Task instructions:
Present every line of the entries below as a Markdown table with the columns Row and Line, numbering the rows in order and omitting any blank lines.

[Recorded data]
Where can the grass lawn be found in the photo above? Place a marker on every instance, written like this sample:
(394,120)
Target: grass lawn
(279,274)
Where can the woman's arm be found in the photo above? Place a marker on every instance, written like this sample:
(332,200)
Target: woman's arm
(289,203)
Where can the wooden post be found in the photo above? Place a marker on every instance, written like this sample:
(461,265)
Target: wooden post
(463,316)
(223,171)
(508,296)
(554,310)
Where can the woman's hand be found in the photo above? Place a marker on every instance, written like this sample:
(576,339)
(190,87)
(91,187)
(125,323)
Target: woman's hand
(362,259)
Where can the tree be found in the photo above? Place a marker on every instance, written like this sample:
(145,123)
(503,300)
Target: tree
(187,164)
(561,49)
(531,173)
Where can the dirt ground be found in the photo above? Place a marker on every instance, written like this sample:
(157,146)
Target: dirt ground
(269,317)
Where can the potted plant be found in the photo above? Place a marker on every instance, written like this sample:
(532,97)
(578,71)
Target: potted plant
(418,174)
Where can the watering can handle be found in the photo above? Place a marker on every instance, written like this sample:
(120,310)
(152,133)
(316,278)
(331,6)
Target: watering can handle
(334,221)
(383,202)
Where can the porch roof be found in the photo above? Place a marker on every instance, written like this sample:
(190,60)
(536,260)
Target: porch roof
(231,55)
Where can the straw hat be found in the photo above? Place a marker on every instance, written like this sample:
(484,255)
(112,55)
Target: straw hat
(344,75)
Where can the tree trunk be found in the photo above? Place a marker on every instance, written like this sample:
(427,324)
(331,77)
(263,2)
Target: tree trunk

Solution to this problem:
| Row | Line |
|---|---|
| 1 | Where can the grass lawn be found in the photo above? Place a marker on every instance, written like this sample: |
| 2 | (394,120) |
| 3 | Target: grass lawn |
| 4 | (279,274) |
| 5 | Where can the woman's arm be found in the photo above? Place a marker on every instance, written like this sample: |
| 6 | (332,200) |
| 7 | Target: woman's arm |
| 8 | (289,203) |
| 9 | Where can the wooden post be found in the photo above? Place a marker on every instance, written like this sample: |
| 10 | (461,265) |
| 11 | Target: wooden post |
| 12 | (463,316) |
| 13 | (223,171) |
| 14 | (508,296) |
| 15 | (554,310) |
| 16 | Where can the woman's hand be found in the photo above? Place a marker on every instance, written like this sample: |
| 17 | (576,339) |
| 18 | (190,87) |
| 19 | (91,187) |
| 20 | (125,323) |
| 21 | Target: woman's hand |
| 22 | (362,259) |
| 23 | Where can the tree be found in the photo above? Place a marker on every instance, written like this sample: |
| 24 | (145,123) |
| 25 | (503,300) |
| 26 | Target: tree |
| 27 | (187,164) |
| 28 | (561,49) |
| 29 | (531,173) |
| 30 | Where can the dirt ground be found in the photo above? Place a marker on every instance, written like this sample: |
| 31 | (157,146) |
| 32 | Target: dirt ground |
| 33 | (269,317) |
| 34 | Where can the potted plant be found in the photo above? Place a marker on every instance, written like this sample: |
| 35 | (532,97) |
| 36 | (578,71) |
| 37 | Target: potted plant |
| 38 | (418,174) |
| 39 | Where can the watering can handle be found in the photo above? Place a marker on every instance, written like this sample: |
| 40 | (120,310) |
| 41 | (152,133) |
| 42 | (316,278) |
| 43 | (331,6) |
| 44 | Target: watering can handle |
| 45 | (334,221) |
| 46 | (383,202) |
| 47 | Where can the porch roof be found in the photo above? Place a marker on every instance, written like this sample: |
| 48 | (190,60) |
| 49 | (536,260) |
| 50 | Target: porch roof |
| 51 | (231,55) |
| 52 | Where can the straw hat be found in the photo above? Place a marker on every instance, written like this sample: |
| 53 | (484,255) |
| 54 | (112,55) |
| 55 | Target: straw hat |
| 56 | (344,75) |
| 57 | Where can the tree trunk be found in the photo above? Place a marker on every instance, written like this sample: |
| 58 | (427,324) |
| 59 | (331,77) |
| 60 | (263,2) |
| 61 | Target: tree trunk |